Biochemistry of Prothrombin Time (PT)
The exogenous coagulation system is activated by addition of tissue-thromboplastin and calcium to citrated plasma. Prothrombin time is measured as the time until clotting. In analogy to activated partial thromboplastin time (aPTT) the prothrombin time is the global test for the extrinsic system. The speed of the fibrin formation is thus above all dependent of the activity of the factors II, VII and X. Factor V and fibrinogen are of less importance.
Thromboplastins are tissue extracts of various origins. They consist of a protein and a phospholipid part. Thromboplastins are now also recombinantly produced. The sensitivities of the reagents differ considerably. For this reason results originating from assays made with different thromboplastins are not comparable.

....

# PROBLEMS TO SOLVE
1) In the prothrombin time text, what is added to citrated plasma to activate the exogenous coagulation system?
2) In the prothrombin time text, change "reagents" to "kits" and write out the part that opens with the words "The exogenous coagulation" and closes with "are not comparable.".
3) Take the prothrombin time text further, starting after its last sentence.

....

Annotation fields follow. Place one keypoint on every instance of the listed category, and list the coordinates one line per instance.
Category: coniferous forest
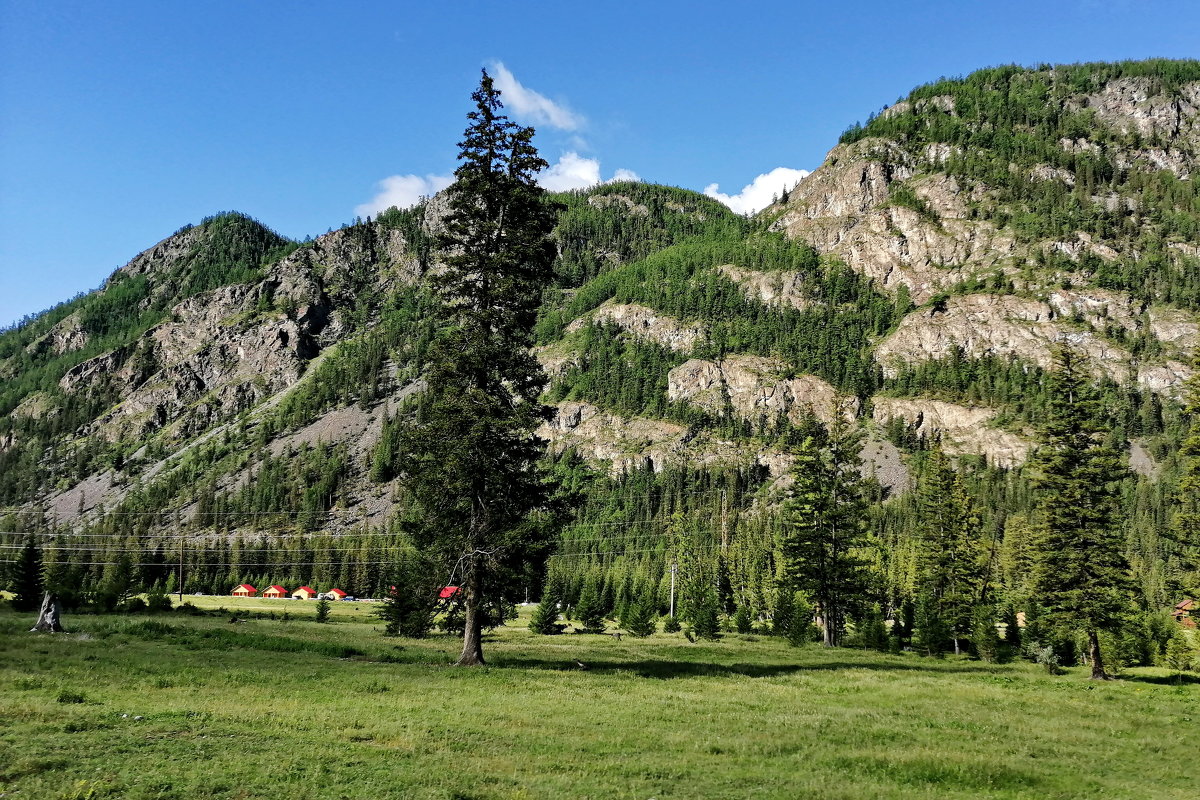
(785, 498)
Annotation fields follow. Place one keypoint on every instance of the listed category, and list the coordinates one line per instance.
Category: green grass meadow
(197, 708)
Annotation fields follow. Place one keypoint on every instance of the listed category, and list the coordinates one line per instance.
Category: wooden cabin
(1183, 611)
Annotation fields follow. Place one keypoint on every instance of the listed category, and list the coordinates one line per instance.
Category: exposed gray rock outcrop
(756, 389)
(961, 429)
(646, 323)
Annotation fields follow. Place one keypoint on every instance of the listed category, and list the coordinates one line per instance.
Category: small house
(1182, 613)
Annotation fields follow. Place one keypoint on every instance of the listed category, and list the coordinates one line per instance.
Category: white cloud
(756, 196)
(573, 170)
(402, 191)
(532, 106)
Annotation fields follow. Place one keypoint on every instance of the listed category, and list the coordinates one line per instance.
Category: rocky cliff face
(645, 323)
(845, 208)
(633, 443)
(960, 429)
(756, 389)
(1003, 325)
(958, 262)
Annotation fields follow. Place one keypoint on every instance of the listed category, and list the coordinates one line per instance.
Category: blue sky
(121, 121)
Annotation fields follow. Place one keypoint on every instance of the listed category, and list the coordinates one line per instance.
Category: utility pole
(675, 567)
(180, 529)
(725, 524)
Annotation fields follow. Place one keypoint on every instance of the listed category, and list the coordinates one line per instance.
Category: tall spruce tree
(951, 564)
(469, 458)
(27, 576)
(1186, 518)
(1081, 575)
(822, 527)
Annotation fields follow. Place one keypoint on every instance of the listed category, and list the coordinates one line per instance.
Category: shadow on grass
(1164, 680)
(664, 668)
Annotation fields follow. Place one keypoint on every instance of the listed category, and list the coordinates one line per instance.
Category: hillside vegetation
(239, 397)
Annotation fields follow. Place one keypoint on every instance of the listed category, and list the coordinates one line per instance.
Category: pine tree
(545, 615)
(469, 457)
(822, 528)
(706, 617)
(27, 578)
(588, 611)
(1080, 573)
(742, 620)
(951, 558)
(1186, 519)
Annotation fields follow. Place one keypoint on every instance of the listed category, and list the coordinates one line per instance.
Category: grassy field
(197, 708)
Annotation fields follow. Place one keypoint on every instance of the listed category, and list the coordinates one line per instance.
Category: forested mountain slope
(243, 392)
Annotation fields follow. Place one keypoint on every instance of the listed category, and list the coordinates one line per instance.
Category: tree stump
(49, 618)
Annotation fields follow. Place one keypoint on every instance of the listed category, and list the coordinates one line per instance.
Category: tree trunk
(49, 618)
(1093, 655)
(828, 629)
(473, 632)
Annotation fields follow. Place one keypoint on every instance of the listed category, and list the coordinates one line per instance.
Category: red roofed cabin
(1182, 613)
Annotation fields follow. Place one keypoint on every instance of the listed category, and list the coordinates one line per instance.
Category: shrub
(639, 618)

....

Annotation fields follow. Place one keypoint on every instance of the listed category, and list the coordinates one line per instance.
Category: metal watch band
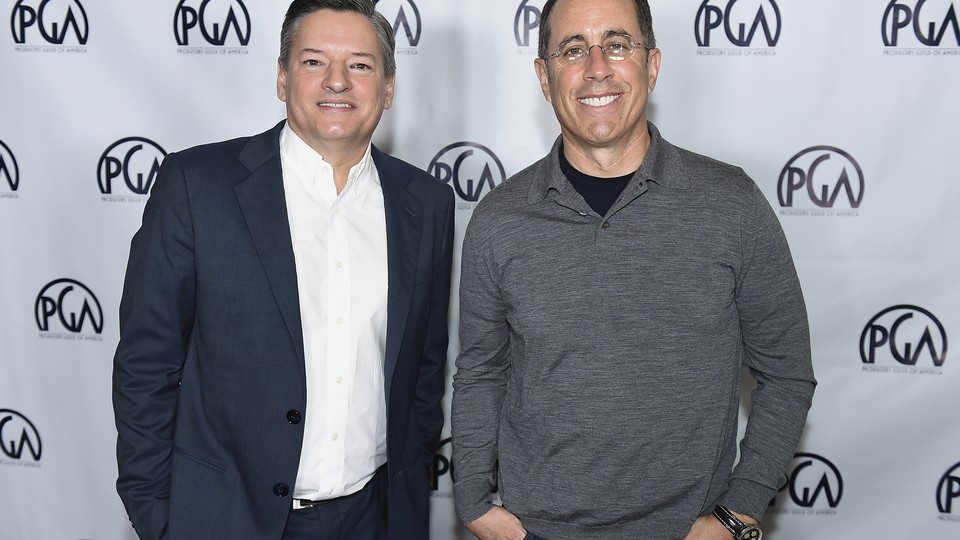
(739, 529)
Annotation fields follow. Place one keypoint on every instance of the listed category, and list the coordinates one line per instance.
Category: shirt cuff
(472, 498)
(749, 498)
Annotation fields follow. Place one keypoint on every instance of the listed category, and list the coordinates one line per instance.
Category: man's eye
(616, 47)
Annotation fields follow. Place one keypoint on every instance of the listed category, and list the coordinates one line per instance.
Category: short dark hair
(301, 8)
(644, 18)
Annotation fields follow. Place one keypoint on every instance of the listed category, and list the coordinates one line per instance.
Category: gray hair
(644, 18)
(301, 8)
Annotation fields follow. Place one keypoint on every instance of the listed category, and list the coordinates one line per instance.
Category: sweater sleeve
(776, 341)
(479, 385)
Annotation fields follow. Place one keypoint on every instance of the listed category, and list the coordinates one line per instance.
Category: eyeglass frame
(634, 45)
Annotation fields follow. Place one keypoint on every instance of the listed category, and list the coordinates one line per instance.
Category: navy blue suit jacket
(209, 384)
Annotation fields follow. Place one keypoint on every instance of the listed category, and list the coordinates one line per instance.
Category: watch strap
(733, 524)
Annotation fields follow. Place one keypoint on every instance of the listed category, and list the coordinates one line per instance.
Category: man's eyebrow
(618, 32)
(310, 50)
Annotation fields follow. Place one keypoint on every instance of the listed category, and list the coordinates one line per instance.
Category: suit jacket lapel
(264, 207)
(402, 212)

....

# RESPONSES BY TASK
1) Tissue-thromboplastin and calcium.

2)
The exogenous coagulation system is activated by addition of tissue-thromboplastin and calcium to citrated plasma. Prothrombin time is measured as the time until clotting. In analogy to activated partial thromboplastin time (aPTT) the prothrombin time is the global test for the extrinsic system. The speed of the fibrin formation is thus above all dependent of the activity of the factors II, VII and X. Factor V and fibrinogen are of less importance.
Thromboplastins are tissue extracts of various origins. They consist of a protein and a phospholipid part. Thromboplastins are now also recombinantly produced. The sensitivities of the kits differ considerably. For this reason results originating from assays made with different thromboplastins are not comparable.

3)
Analyses by the Quick-method are mostly carried out in a geometrical range of dilutions with physiological sodium chloride using a normal plasma pool to create a reference curve. The resulting clotting time (prothrombin time) of the subject sample is then related to the calibration curve and reported in percent of normal value.
In order to obtain a better comparability of the assay results WHO 1983 introduced the INR (International Normalized Ratio). The ISI-value (International Sensitivity Index) shows the sensitivity of the used reagent against a standard-thromboplastin.
Clinical or Research use of Prothrombin Time (PT)
- Monitoring of therapy with Vitamin K-antagonists
- Suspected factor deficiency in the extrinsic system
See also: activated partial thromboplastin time (aPTT)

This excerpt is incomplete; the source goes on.